TEXTO DE ORIGEN
****************

En una de sus características rabietas, el líder del Partido Popular, Pablo Casado, ha calificado al presidente del Gobierno ni más ni menos que de “mala persona”. La causa, si es que necesita alguna quien tiene la costumbre del insulto y la boca siempre llena de metralla, ha sido la remodelación del Ejecutivo, con entradas y salidas ministeriales y con un claro aviso para navegantes y polizones por parte de Pedro Sánchez, que sentenció que la remodelación estaba destinada a asegurar la estabilidad “para treinta meses.” Es decir, hasta que acabe la legislatura. Parece que en la derecha, sin embargo, hay prisas y miedo a que las medallas acaben en la solapa del rival, porque la vacunación va avanzando con paso firme, cada dosis es un asalto ganado al virus y están al caer los millones de Europa, sobre los que tanto le gustaría poner las manos a la oposición: la de cosas que se podrían privatizar con ese dinero y la de amigos a los que podrían beneficiar para cobrarles el favor en las próximas elecciones.
Es increíble la facilidad con que los inquilinos de la sede en venta de la calle de Génova llaman golpistas a quienes el Tribunal Supremo dejó en sediciosos por los delitos que cometieron durante el procés y, al mismo tiempo, igualan, por medio del propio Casado, la democracia con el franquismo, blanqueado como una “ley sin democracia”, según su lamentable definición. Y todo ello, mientras va de la mano de Vox, esa formación que sigue nombrando cargos que se fotografían con banderas inconstitucionales y le exigen a él radicalizarse hasta rozar el extremismo. Si se esforzase un poco, daría pena a la vez que rabia, defendiendo la libertad de comer carne roja en nombre de las mismas siglas que trataron de impedir cada una de las libertades que hemos ido conquistando en estos años y a pesar de AP y el PP, que se opusieron al divorcio, el aborto, las leyes de igualdad, los matrimonios entre personas del mismo sexo, la eutanasia… Como para dar lecciones sobre nuestros derechos.

****************

EJERCICIOS
#1 Responda estas preguntas sobre el artículo acerca de Pablo Casado:
(a) ¿Qué calificativo le dedicó Pablo Casado al presidente del Gobierno?
(b) ¿Para cuánto tiempo afirmó Pedro Sánchez que la remodelación del Ejecutivo aseguraría la estabilidad?
(c) ¿A qué se opusieron AP y el PP, según el artículo?
#2 Prolongue el artículo sobre Pablo Casado a partir de su última frase, con el mismo tono.

****************

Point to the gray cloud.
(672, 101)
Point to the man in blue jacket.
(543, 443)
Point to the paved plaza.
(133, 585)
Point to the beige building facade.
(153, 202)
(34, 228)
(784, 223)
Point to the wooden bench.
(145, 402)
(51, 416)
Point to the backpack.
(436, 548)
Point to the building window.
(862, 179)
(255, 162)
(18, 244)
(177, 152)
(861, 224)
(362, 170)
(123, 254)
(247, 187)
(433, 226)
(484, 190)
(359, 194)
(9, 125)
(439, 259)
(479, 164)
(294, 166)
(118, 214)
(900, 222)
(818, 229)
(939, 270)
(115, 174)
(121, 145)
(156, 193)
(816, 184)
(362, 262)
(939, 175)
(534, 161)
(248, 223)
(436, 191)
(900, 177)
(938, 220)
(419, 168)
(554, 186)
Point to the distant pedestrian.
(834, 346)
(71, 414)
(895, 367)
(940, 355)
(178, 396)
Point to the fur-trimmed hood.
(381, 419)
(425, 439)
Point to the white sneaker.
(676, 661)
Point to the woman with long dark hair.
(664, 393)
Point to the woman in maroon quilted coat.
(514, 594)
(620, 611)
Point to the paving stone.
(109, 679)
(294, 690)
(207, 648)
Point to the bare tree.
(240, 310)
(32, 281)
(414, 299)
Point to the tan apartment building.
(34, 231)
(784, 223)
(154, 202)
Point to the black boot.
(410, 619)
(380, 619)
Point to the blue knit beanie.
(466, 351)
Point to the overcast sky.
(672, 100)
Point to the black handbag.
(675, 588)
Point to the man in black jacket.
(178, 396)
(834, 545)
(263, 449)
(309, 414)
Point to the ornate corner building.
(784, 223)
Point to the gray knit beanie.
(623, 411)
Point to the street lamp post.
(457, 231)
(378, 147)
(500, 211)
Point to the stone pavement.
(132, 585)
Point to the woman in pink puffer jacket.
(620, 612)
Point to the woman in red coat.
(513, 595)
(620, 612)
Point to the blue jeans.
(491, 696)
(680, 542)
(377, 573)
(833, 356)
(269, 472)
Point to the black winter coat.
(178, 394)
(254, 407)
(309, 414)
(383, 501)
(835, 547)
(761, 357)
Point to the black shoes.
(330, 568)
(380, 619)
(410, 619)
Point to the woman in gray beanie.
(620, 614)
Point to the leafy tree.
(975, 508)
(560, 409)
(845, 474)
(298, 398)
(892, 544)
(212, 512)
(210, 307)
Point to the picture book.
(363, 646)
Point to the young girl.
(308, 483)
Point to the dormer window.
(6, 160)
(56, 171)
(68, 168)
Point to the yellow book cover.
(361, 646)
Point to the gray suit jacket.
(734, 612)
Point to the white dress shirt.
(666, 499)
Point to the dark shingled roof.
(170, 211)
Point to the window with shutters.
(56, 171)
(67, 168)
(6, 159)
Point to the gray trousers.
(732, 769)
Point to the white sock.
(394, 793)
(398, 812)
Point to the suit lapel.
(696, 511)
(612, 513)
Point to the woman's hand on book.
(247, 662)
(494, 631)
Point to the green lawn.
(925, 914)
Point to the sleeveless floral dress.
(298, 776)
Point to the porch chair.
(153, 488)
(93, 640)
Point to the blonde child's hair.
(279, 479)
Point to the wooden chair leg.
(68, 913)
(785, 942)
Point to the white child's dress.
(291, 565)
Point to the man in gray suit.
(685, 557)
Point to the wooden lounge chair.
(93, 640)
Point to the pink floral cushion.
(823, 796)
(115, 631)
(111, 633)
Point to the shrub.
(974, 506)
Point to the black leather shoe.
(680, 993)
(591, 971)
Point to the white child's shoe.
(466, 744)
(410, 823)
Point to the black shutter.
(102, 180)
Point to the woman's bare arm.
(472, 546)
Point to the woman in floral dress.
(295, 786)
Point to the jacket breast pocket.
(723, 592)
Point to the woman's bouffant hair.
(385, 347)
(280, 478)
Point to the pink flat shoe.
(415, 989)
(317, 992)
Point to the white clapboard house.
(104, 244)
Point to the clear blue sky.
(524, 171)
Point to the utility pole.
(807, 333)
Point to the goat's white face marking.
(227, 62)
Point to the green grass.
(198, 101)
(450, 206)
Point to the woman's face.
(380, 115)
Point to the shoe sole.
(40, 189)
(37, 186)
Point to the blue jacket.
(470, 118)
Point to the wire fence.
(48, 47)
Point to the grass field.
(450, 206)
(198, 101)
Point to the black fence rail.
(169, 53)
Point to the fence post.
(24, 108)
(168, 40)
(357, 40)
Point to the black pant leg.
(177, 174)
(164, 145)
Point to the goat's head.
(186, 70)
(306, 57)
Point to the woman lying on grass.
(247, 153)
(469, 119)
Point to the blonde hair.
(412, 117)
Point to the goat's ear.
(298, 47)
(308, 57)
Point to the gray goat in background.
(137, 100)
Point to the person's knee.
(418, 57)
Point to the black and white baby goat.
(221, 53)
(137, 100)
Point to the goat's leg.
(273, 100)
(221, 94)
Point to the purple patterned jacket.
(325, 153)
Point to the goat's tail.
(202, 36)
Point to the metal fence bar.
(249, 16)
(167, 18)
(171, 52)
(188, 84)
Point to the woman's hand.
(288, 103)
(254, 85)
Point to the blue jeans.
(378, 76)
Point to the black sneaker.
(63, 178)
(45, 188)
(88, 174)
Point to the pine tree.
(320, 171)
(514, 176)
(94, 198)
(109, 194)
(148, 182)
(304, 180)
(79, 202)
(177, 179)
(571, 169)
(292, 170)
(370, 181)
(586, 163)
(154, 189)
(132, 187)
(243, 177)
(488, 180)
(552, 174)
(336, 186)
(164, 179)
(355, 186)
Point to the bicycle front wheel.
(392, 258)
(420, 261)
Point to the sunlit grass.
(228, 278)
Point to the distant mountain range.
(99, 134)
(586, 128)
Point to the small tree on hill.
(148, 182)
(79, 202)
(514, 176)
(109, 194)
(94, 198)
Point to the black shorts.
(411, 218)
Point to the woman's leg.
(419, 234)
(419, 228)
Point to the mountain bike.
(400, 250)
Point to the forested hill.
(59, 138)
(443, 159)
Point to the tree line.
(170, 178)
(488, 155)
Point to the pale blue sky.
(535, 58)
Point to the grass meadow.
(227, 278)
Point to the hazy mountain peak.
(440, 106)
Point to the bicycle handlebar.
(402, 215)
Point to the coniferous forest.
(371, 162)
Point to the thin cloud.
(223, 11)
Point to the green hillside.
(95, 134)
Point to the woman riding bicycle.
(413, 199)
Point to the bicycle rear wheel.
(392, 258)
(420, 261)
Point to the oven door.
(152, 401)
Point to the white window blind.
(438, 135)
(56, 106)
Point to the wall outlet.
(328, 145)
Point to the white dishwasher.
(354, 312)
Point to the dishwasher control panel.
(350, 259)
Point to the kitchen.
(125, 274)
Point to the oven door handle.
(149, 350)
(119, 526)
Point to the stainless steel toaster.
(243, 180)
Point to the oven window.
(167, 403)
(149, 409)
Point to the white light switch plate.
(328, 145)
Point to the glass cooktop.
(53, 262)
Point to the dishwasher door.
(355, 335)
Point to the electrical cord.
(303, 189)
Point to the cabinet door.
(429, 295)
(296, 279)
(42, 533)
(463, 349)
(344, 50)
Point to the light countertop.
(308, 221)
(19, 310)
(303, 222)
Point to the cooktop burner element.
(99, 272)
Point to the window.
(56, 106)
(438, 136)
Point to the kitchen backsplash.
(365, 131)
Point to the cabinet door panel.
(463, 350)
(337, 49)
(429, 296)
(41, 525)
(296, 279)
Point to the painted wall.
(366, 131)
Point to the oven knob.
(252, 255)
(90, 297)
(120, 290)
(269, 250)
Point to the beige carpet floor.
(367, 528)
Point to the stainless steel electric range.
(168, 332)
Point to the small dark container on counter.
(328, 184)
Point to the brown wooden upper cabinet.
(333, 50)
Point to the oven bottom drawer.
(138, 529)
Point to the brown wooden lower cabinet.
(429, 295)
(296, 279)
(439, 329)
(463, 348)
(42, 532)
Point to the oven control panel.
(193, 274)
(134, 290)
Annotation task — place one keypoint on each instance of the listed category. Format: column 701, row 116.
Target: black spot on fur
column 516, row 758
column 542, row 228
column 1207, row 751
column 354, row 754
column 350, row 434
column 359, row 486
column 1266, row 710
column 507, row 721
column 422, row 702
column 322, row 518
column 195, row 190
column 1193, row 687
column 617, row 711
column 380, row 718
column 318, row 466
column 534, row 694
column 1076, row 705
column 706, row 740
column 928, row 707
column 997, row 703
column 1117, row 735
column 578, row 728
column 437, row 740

****************

SOLUCIONES
#1
(a) Lo llamó "mala persona".
(b) Para treinta meses, es decir, hasta que acabe la legislatura.
(c) Al divorcio, el aborto, las leyes de igualdad, los matrimonios entre personas del mismo sexo y la eutanasia.

#2
En realidad, algunos de ellos y sus socios ultras en general no tienen nada que enseñar. Al menos, nada bueno. En las dos novelas hasta ahora publicadas por Antonio Scurati, M, el hijo del siglo y M, el hombre de la providencia –aparecidas aquí en el sello Alfaguara–, vemos a un Mussolini que nos recuerda a algunos personajes de nuestra actualidad: un antiguo socialista y director del diario progresista Avanti que al ser expulsado de ambos lugares fundó Il popolo d'Italia y la turba fascista reconvertida con el tiempo en partido, al mando de la cual, entre otras cosas, le prendió fuego a su antiguo periódico. Su camino hacia Roma fue el que siempre recorre esa gente: tras embaucar al pueblo y utilizarlo en su beneficio para luego traicionarlo –“hay que volverse hacia quienes no trabajan con los brazos”, tramaba, de puertas para adentro, a la vez que lanzaba consignas populistas desde los balcones y las tribunas para seducir a los obreros–, él y sus columnas de verdugos se lanzaron a aniquilar a tiros y golpes de maza a cualquiera que se interpusiera en su camino. Me permito recomendarles su lectura y me apuesto lo que sea a que no les será difícil encontrar las mismas similitudes que he encontrado yo entre aquellos hechos y personajes de entonces y algunos de hoy en día. Naturalmente, salvando las distancias… por ahora.